* [Problem details]: Extract exactly and only the lines of the data below, starting at the line with "[tag] locomotive boiler" and stopping after the final line.

— start Stored data —

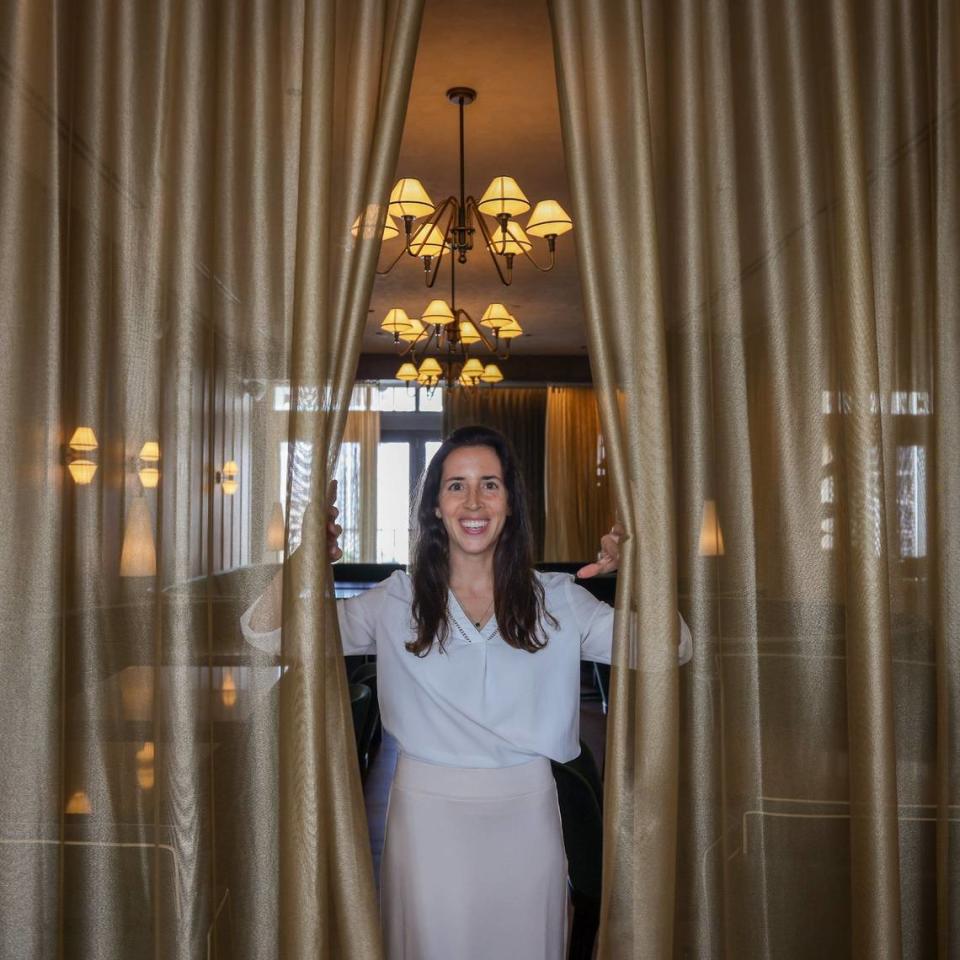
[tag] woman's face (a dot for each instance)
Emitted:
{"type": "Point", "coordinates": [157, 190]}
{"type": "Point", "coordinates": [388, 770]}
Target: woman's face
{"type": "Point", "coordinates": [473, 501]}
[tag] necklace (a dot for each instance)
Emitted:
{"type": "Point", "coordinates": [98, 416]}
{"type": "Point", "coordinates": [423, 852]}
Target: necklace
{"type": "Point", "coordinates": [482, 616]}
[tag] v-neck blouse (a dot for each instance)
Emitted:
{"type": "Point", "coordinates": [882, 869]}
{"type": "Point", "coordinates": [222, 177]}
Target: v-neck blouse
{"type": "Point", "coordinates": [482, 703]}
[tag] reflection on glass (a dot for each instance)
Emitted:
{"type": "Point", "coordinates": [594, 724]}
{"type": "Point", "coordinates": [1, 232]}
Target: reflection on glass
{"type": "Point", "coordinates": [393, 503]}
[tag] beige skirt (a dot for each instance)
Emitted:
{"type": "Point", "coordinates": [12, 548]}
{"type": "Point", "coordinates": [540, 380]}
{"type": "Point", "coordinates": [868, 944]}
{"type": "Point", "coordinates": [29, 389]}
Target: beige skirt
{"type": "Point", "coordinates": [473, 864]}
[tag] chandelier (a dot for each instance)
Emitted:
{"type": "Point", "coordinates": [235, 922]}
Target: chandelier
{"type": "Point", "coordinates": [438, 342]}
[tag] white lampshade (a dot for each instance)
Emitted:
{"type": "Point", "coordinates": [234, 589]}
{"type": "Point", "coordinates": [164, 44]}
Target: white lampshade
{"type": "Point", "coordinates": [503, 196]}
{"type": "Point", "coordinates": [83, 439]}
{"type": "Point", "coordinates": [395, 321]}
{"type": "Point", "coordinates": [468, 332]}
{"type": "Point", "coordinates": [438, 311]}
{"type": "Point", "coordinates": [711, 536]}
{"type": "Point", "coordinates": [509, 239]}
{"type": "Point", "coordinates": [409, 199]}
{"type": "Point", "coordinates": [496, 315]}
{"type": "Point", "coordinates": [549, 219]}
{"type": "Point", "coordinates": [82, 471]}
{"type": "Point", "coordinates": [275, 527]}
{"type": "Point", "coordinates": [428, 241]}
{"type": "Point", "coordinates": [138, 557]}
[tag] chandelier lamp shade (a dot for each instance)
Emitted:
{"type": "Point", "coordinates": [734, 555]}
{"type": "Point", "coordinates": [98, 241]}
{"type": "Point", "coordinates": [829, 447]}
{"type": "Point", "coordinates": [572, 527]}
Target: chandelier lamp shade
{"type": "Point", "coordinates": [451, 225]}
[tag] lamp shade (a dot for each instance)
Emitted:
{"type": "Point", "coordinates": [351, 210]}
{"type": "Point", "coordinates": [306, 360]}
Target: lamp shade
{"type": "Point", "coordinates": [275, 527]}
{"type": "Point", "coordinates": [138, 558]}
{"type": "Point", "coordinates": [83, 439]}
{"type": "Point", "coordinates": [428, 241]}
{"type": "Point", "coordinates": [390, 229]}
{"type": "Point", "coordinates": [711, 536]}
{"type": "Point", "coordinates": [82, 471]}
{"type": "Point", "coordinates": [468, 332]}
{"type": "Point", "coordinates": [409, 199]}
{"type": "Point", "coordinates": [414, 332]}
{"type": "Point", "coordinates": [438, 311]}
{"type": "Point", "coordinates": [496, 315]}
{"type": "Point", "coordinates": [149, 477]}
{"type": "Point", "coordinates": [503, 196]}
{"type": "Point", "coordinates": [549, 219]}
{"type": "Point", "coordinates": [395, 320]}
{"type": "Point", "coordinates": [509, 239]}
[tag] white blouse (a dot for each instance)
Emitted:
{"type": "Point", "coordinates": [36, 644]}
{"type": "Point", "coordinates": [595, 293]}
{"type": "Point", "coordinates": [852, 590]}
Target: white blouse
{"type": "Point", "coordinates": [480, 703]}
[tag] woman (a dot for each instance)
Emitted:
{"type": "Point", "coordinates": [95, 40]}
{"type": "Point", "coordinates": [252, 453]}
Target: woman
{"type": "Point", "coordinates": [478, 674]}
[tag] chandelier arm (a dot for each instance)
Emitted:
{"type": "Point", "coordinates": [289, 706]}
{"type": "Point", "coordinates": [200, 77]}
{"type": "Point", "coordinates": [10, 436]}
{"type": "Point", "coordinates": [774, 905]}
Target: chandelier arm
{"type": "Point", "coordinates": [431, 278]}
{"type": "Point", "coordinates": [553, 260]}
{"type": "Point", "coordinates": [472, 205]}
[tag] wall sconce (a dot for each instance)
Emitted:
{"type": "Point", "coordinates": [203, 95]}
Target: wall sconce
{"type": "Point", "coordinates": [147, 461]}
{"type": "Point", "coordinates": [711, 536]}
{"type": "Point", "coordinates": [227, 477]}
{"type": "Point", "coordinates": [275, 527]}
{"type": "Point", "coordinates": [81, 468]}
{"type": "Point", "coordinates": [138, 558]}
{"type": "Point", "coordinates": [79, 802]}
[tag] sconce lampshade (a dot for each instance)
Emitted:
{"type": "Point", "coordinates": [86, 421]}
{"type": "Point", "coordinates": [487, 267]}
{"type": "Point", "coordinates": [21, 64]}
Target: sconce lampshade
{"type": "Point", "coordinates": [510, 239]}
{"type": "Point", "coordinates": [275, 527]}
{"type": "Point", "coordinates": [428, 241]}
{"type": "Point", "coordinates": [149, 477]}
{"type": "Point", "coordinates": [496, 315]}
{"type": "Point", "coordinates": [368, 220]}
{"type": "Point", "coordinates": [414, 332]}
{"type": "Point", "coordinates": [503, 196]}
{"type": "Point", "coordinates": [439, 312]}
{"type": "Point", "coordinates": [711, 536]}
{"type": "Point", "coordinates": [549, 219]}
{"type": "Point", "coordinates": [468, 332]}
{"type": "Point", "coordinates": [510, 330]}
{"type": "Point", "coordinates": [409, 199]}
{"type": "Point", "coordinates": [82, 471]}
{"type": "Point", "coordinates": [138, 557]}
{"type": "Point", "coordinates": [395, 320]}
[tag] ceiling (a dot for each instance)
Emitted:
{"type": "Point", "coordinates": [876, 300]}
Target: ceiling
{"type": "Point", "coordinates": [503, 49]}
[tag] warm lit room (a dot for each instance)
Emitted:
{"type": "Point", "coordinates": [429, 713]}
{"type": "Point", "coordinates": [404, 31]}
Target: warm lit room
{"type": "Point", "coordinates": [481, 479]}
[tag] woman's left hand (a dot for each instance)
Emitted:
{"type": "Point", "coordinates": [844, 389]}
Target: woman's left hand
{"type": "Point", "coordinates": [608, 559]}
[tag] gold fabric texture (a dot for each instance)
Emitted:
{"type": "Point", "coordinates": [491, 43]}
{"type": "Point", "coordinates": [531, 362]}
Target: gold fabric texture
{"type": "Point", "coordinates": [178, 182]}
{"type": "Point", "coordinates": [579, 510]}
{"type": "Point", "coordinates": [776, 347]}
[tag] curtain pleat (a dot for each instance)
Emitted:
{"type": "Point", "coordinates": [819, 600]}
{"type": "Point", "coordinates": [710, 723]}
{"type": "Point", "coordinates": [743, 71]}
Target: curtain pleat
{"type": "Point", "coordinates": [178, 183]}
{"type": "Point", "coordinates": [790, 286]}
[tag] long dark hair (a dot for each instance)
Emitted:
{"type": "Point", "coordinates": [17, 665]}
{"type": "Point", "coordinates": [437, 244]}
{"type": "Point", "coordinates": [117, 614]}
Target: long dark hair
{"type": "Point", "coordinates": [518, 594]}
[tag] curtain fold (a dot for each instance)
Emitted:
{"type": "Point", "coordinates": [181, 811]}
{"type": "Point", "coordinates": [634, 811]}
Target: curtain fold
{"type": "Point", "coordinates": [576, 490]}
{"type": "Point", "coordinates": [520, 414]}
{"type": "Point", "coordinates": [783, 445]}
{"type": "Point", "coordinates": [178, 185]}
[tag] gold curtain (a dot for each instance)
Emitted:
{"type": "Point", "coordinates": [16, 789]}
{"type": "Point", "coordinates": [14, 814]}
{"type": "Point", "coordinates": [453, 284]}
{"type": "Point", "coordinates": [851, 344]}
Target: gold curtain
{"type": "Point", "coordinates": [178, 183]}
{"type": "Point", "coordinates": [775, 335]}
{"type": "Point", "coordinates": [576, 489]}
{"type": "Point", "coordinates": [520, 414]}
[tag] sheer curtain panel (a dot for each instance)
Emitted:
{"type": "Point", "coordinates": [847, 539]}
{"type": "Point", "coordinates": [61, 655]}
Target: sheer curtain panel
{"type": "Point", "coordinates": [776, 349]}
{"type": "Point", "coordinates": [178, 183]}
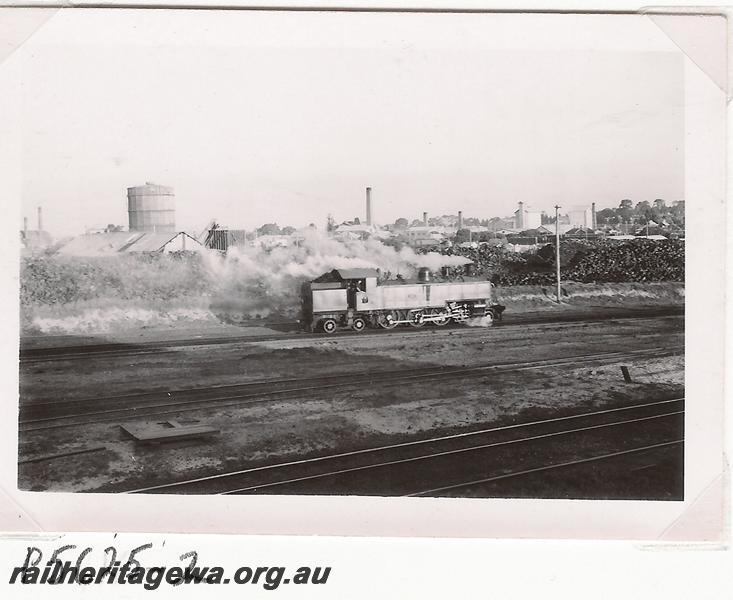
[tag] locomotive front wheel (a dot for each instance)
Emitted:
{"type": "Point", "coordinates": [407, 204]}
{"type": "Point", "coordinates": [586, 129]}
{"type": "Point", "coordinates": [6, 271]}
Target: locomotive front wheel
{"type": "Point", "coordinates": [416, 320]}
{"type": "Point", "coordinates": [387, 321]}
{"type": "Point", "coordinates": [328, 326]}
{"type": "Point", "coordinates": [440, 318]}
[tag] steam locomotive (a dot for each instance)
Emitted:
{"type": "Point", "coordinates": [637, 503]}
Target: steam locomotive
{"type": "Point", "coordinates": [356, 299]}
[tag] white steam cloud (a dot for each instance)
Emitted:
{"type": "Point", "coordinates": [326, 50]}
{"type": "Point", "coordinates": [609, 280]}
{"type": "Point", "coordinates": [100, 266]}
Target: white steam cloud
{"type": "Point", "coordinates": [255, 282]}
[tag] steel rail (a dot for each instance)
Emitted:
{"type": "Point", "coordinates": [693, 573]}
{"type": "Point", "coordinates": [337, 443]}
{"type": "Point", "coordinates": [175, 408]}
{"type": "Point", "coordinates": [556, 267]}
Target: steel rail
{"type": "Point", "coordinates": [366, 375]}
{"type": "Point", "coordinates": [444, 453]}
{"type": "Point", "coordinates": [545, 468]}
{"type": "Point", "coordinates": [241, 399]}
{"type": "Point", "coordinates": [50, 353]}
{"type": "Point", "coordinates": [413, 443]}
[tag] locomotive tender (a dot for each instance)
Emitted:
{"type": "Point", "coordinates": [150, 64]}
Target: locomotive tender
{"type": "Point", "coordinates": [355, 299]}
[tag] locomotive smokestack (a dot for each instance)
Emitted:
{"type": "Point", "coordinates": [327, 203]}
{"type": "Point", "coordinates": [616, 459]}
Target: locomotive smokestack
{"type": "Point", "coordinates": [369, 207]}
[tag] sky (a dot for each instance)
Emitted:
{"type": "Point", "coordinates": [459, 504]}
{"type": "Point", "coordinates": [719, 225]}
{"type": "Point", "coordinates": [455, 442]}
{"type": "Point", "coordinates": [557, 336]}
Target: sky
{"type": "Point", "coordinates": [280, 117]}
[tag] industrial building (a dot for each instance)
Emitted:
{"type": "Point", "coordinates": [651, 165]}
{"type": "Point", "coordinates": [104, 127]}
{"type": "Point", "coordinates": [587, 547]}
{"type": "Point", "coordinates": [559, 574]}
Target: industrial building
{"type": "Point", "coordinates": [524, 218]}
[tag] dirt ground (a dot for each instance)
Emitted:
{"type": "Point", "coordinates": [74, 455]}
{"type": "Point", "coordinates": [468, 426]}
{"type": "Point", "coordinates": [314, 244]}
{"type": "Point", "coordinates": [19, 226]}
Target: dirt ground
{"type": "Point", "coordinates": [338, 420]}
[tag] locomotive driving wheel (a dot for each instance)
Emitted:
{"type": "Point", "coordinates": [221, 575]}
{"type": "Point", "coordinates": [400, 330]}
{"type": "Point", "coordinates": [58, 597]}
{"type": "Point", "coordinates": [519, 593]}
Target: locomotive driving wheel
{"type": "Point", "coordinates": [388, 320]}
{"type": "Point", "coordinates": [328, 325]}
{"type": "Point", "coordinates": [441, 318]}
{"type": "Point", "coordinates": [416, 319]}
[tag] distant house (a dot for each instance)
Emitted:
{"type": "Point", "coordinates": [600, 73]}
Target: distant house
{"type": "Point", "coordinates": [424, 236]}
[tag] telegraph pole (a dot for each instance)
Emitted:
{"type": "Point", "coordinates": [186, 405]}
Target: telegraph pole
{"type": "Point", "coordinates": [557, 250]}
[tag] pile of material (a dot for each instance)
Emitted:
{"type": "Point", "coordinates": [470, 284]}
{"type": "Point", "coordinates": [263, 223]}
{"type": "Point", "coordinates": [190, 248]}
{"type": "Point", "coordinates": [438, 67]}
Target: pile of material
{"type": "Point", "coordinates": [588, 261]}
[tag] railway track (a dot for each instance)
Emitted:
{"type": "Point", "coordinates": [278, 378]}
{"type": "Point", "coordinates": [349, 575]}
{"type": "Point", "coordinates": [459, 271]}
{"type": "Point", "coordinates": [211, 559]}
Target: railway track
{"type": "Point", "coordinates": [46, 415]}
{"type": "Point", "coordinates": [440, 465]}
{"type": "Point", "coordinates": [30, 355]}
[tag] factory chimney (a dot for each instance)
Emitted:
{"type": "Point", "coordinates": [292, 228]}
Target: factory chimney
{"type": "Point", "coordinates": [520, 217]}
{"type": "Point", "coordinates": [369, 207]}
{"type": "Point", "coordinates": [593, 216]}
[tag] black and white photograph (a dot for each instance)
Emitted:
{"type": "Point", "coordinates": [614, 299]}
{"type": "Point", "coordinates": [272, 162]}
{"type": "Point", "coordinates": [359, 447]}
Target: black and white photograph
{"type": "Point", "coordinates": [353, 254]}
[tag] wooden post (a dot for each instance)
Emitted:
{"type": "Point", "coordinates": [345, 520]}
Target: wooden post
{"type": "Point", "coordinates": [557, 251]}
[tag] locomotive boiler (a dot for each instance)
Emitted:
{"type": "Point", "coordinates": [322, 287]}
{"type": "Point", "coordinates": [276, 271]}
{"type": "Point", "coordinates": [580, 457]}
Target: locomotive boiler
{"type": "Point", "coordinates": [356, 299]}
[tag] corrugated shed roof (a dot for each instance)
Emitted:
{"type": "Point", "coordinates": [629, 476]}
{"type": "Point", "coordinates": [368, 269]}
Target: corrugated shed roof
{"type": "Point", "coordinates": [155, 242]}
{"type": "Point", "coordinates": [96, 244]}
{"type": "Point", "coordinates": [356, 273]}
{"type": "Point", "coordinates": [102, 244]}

— end Stored data —

* [The result]:
[tag] locomotive boiler (a dot for each instance)
Emitted:
{"type": "Point", "coordinates": [322, 287]}
{"type": "Point", "coordinates": [276, 271]}
{"type": "Point", "coordinates": [580, 457]}
Target: locomotive boiler
{"type": "Point", "coordinates": [356, 299]}
[tag] corrugated shed roof (a dot for each instance)
Emitted:
{"type": "Point", "coordinates": [629, 476]}
{"type": "Point", "coordinates": [368, 269]}
Target: corrugated shed roof
{"type": "Point", "coordinates": [155, 242]}
{"type": "Point", "coordinates": [96, 244]}
{"type": "Point", "coordinates": [356, 273]}
{"type": "Point", "coordinates": [102, 244]}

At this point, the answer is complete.